Given information:
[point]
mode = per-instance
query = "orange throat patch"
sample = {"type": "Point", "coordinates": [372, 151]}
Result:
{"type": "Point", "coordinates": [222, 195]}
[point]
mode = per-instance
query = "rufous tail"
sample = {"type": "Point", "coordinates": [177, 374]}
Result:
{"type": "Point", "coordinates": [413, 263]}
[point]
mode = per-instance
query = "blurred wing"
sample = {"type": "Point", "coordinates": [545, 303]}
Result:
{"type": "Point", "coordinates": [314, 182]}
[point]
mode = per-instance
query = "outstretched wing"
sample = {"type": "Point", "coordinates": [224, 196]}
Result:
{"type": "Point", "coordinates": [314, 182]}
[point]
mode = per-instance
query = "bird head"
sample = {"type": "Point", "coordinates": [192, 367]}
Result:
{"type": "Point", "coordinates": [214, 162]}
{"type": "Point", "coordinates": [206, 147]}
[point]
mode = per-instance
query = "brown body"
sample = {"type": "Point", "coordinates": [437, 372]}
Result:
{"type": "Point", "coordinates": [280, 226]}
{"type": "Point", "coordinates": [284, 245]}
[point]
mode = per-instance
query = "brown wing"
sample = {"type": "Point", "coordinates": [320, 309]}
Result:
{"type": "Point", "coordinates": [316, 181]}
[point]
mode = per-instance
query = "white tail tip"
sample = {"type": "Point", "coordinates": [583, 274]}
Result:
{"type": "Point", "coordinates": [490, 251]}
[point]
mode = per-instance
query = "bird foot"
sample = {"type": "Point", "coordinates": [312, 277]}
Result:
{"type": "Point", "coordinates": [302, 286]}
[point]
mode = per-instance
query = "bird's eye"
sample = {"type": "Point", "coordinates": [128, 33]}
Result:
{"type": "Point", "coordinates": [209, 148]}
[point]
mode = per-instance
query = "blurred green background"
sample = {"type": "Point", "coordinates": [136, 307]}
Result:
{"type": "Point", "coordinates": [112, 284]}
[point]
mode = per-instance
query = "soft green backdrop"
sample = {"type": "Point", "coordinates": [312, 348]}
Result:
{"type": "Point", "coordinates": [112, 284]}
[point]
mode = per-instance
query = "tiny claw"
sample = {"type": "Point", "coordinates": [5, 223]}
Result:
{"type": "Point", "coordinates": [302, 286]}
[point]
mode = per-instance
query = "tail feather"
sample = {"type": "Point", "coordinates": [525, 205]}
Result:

Required work: Isolate the lines above that contain the word "blurred" and copy them.

Solution for this exercise:
query = "blurred wing"
query = "blurred green background"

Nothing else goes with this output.